## Supplied passage
⁂
IRL big cities can have multiple banks, universities, factories, theaters etc. But in civ, the citizens of even the biggest metropolis must do their grocery shopping from the same single shop. Why not have the ability to build multiple buildings of the same type in a city?

In each city, there can be a maximum number of each building type depending on city size: for example you can be allowed to add a maximum of (size/3) groceries, (size/5) banks, (size/8) hospitals and factories, (size/10) universities, (size/15) airports and harbors, to the regular single building.

This can be balanced in two ways:

Way1: the bonus from each additional building is significantly less (half, for example) than the previous one. So if one building gives 50% bonus, two give 75%, three give 87%, four give 94%, five give 97%....Of course building costs or bonuses might need adjustment.

Way2: the cost of building each additional building is significantly larger (like constructing additional buildings in Final Frontier scenario in civ4).

Either way, after a while adding the same building won't be feasible at all.

This would bring many additional game decisions: In regular civ, you first produce your factory, then other buildings or units - with this modification you have to decide whether you should produce an additional factory or other things.
 
...but the marketplace already scales according to the size/affluence of the city...because the bonus is a percentage rather than a fixed value.
⁂
## Information shown
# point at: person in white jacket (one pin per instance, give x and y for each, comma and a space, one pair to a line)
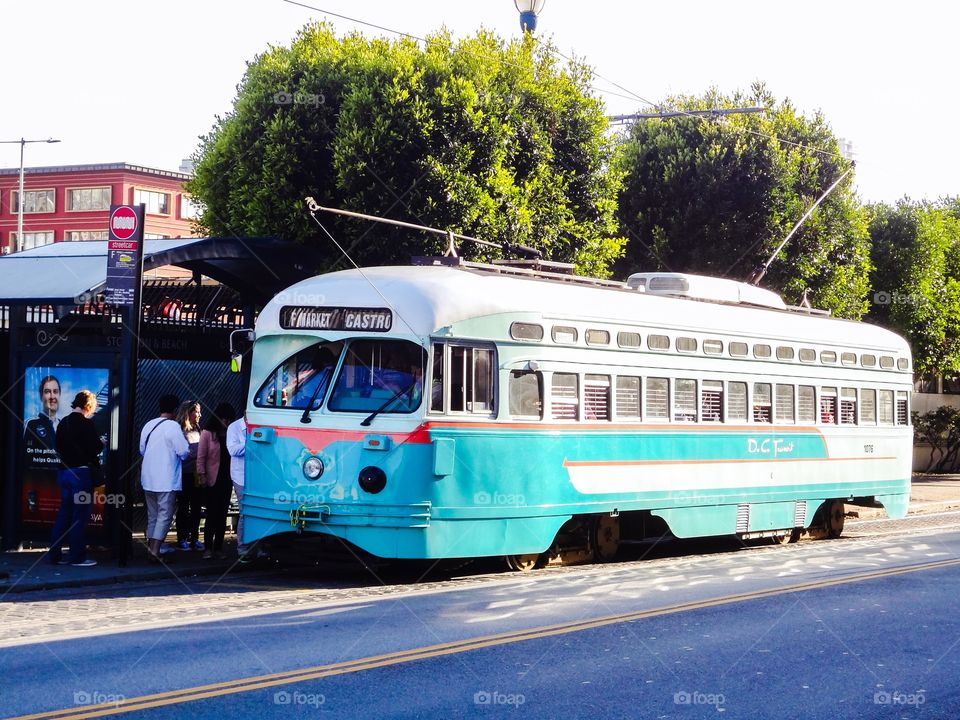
236, 446
163, 448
⁂
## Goal of the exercise
Carry on the discussion of letting a city build more than one building of the same type, starting after its last sentence. The listing is not needed here.

## Exercise answer
IMHO this would be a valid complaint if the buildings in question gave a fixed bonus, but since they give a % bonus it seems to me that we are dealing with an abstraction and 'building' a marketplace is actually more like the city putting in place the infrastructure, regulations, zoning, business taxes etc etc to allow, and benefit from, 'shops' in this city.

In this abstraction the actual 'shops' are built by investors according to the needs of the city, so the number of actual 'shops' increases as the size of the city increases. The investors make money on the 'shops' and get taxed on that profit, which is constantly increasing as the city grows/becomes more affluent, and so the city always get a bonus of 50% (from the taxes on the profits and the taxes on the regulated commerce) rather than a fixed sum of gold.

The only buildings on the list that do not really fit this model are the airport and the hospital. The airport doesn't bother me because very few cities have more than one airport. The hospital is more bothersome but in that case I would suggest it is covered by the 'gameplay trumps realism' card as dealing with unhealthiness is supposed to be a challenge and allowing multiple hospitals would make controlling it too easy.